A Very Special Hero
Corporal Bill Henry "Willie" Apiata, VC (born 28 June 1972 in Mangakino, New Zealand) is a member of the Special Air Service of New Zealand and the first recipient of the Victoria Cross for New Zealand. He received the award on 2 July 2007 for bravery under fire during the Afghanistan conflict in 2004, after carrying a wounded compatriot across a battlefield to receive medical treatment.
Corporal Apiata is the first and only recipient of the Victoria Cross for New Zealand, as opposed to the Imperial Victoria Cross previously awarded. There are no living New Zealand recipients of the (Imperial) Victoria Cross, which was last awarded to a New Zealander for actions in the Second World War. Between 1864 and 1943, 21 members of the New Zealand forces were awarded the Victoria Cross including Captain Charles Upham, awarded a bar to the Victoria Cross in 1945 for gallantry in Egypt in 1942.

## TASK DESCRIPTION
Give every year mentioned in the passage about Corporal Apiata, in the order in which each first appears.

(Stored items)
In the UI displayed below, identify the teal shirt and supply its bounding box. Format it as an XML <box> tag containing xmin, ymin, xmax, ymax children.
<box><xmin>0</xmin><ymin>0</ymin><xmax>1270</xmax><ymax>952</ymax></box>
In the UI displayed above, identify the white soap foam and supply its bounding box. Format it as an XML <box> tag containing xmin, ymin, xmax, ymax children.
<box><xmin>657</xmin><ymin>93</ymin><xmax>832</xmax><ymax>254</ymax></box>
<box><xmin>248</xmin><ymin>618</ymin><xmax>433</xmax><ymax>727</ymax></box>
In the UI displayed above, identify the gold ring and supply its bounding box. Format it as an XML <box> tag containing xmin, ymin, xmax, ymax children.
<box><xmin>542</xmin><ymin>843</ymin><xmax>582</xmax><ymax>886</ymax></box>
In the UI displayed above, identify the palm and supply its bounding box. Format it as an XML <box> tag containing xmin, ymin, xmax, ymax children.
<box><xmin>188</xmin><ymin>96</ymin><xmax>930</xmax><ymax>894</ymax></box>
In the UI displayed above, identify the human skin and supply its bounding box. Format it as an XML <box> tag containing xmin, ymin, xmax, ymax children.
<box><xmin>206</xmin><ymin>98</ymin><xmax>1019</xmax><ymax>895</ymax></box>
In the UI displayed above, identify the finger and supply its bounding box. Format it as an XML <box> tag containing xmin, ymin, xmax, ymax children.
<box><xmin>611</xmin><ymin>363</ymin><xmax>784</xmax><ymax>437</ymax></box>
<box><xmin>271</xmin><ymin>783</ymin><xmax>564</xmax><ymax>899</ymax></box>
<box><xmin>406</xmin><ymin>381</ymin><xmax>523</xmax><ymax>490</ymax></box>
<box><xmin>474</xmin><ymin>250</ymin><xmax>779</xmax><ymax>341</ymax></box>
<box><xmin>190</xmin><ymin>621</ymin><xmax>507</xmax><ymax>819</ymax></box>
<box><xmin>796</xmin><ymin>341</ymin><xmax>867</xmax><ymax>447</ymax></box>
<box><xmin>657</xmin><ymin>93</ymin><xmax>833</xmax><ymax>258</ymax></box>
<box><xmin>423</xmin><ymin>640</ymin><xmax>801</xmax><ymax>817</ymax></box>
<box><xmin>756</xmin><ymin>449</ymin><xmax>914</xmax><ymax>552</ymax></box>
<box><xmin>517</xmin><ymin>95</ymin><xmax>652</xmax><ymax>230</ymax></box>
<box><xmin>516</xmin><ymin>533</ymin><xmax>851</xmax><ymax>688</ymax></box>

## SOLUTION
1972, 2007, 2004, 1864, 1943, 1945, 1942